Village life: It was my first beer blast
Written by Jan Worth-Nelson Sunday, 27 November 2011 21:56
I remember almost nothing about my first two years in college. I spent them at Miami University in Ohio, an impossibly lovely Georgian Revival campus, back when Bo Schembechler was the football coach.
It's odd. Several other places where I've spent two years are branded into my memory. From the Kingdom of Tonga I still can vividly conjure whole sequences of specific moments, smells, people, cockroaches and mice, what I ate, even the clothes I wore.
You'd think Miami would have fared better in my brain. It was my first time away from a very regulated childhood, and the liberation of that change, the realization that I could do what I wanted, was momentous.
My transcript shows that I was a good student. I arrived a virgin and left that way, waiting for the frowsier anonymity of Kent State to accomplish that deed. The orderliness of Miami was more like a church than a launch pad — too much redbrick goodness for the kind of adventures I was drawn to. Compliant steadiness isn't as memorable as mischief.
┄┄┄┄┄┄┄┄┄┄┄┄┄┄┄┄┄┄┄┄
● **TASK INSTRUCTIONS**
A – In the essay on college memories, reproduce the text starting with "You'd think Miami" and going on through "wanted, was momentous.".
B – Turn the paragraph of the essay on college memories that opens "My transcript shows" into a short bulleted list that keeps its main facts.
┄┄┄┄┄┄┄┄┄┄┄┄┄┄┄┄┄┄┄┄
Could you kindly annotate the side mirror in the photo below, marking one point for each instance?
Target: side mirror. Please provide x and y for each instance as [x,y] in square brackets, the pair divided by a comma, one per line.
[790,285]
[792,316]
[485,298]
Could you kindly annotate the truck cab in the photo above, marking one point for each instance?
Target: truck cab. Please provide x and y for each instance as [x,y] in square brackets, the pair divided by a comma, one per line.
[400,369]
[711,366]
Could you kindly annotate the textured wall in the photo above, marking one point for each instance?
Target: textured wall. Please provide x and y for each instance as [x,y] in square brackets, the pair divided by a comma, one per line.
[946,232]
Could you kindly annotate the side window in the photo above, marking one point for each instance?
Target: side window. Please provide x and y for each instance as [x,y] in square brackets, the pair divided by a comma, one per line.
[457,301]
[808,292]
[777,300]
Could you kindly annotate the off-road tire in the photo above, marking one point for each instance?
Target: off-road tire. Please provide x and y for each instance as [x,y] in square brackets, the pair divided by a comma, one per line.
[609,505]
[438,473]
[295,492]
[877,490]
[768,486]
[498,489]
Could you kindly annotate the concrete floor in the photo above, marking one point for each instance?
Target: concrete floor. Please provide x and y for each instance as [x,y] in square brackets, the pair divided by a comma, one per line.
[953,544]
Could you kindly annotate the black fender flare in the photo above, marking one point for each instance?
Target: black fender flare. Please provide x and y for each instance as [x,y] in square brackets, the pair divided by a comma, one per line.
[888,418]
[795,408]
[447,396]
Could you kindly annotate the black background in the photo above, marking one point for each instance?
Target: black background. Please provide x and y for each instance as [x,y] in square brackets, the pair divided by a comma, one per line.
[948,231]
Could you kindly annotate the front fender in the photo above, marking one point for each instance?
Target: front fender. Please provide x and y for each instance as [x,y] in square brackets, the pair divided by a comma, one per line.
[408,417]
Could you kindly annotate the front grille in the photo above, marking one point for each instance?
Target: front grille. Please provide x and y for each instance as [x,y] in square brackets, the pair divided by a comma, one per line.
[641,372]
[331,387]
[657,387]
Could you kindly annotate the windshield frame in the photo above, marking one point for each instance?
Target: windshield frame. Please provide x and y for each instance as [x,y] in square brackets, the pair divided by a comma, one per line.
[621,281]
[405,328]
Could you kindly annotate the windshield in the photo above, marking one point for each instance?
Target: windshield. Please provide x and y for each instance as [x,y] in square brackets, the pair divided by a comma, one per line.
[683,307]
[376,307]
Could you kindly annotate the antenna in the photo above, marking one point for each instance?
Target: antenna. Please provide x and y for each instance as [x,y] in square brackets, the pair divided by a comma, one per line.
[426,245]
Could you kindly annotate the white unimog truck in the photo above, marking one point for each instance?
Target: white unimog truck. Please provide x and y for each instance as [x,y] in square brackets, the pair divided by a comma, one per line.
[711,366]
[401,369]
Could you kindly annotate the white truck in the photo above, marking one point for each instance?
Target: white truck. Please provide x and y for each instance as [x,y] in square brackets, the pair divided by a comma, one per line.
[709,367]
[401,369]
┄┄┄┄┄┄┄┄┄┄┄┄┄┄┄┄┄┄┄┄
● **ANSWERS TO THE PROBLEMS**
A –
You'd think Miami would have fared better in my brain. It was my first time away from a very regulated childhood, and the liberation of that change, the realization that I could do what I wanted, was momentous.

B –
- The transcript shows the writer was a good student.
- The writer arrived a virgin and left that way; that changed later, at Kent State.
- Miami's orderliness felt more like a church than a launch pad, with too much redbrick goodness for the adventures the writer was drawn to.
- Compliant steadiness isn't as memorable as mischief.